GIVEN ENTRIES

== == ==

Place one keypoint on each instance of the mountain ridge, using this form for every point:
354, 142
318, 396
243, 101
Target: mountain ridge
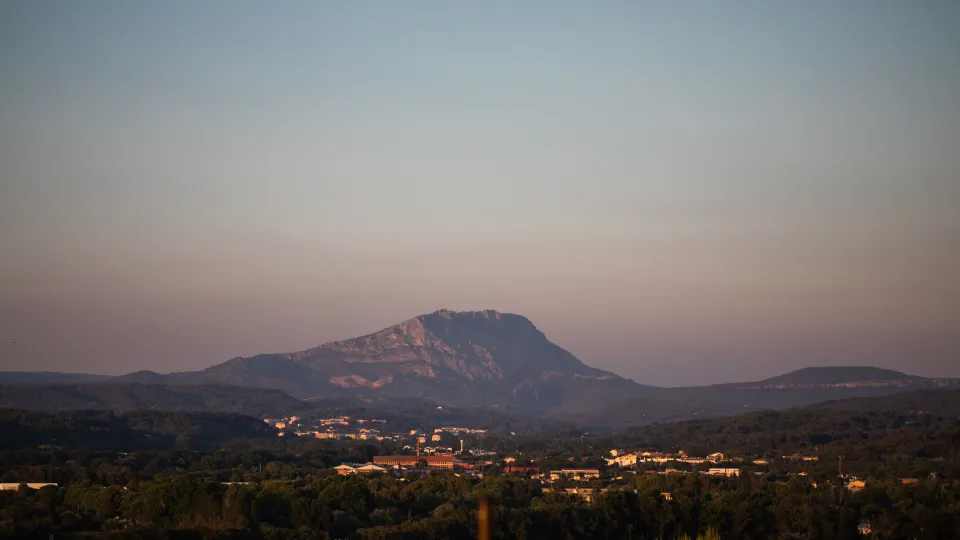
503, 361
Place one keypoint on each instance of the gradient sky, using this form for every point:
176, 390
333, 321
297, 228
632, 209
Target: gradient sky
681, 192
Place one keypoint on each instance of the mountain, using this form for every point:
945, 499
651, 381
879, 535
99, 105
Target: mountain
121, 396
478, 358
798, 388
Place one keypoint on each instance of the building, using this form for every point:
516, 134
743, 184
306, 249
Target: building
440, 462
13, 486
856, 485
366, 468
718, 471
513, 469
623, 460
576, 474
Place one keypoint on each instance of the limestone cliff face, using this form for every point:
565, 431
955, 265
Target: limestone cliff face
477, 346
466, 358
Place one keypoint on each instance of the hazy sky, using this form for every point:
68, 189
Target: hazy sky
681, 192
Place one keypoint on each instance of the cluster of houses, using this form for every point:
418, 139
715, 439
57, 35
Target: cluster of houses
622, 459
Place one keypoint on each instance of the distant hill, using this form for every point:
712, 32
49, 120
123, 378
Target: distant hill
840, 375
795, 389
473, 359
120, 396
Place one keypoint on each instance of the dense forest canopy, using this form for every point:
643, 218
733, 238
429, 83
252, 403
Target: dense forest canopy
193, 475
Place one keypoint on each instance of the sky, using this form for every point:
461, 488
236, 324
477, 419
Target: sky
680, 192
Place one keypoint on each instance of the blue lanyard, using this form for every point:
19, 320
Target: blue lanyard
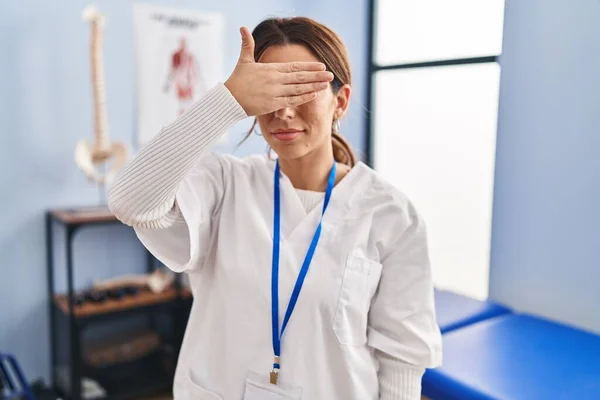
275, 271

== == ==

AIM
Make a verbatim copy of all the entries and strip out the pictures.

FINAL RESULT
Place one keypoint on each instance of the mountain ridge, using this form for every point:
354, 142
318, 396
243, 101
Target: mountain ridge
503, 361
Place one keypoint on each instance of the gradient sky, using this form for every point:
176, 390
333, 321
297, 228
632, 209
Target: gradient sky
681, 192
Place one keypoint on each instance of the mountain, using this form for every point:
945, 499
651, 381
879, 535
99, 105
Target: mountain
121, 396
478, 358
798, 388
Place one keypoint on each instance of the building, using this form for every point:
516, 134
743, 184
306, 249
Target: building
440, 462
13, 486
856, 485
366, 468
718, 471
513, 469
623, 460
576, 474
Place one keypoint on each instance of the limestone cliff face, using this form for every point:
565, 431
955, 265
Target: limestone cliff face
477, 346
466, 358
Place one keypoint on each instance of the hazy sky, using this form for every point:
68, 189
Target: hazy sky
681, 192
Place one keypoint on each instance of the cluster of houses, using this form for every point:
418, 139
715, 439
57, 35
Target: cluster of houses
622, 459
Place one keypoint on each instance of the distant hill, using this form for every point:
712, 32
49, 120
123, 378
Target: distant hill
840, 375
795, 389
473, 359
120, 396
Place one keypoint on each instance of the dense forest canopy, using this form for every point:
643, 218
733, 238
429, 83
252, 403
Target: dense forest canopy
193, 475
Place one keypoint on each instance of the sky, using this form for every point:
461, 488
236, 324
477, 419
Target: sky
680, 192
Place one keypoint on each instance of the blue lanyard, using this form for every point:
19, 320
Target: blue lanyard
275, 271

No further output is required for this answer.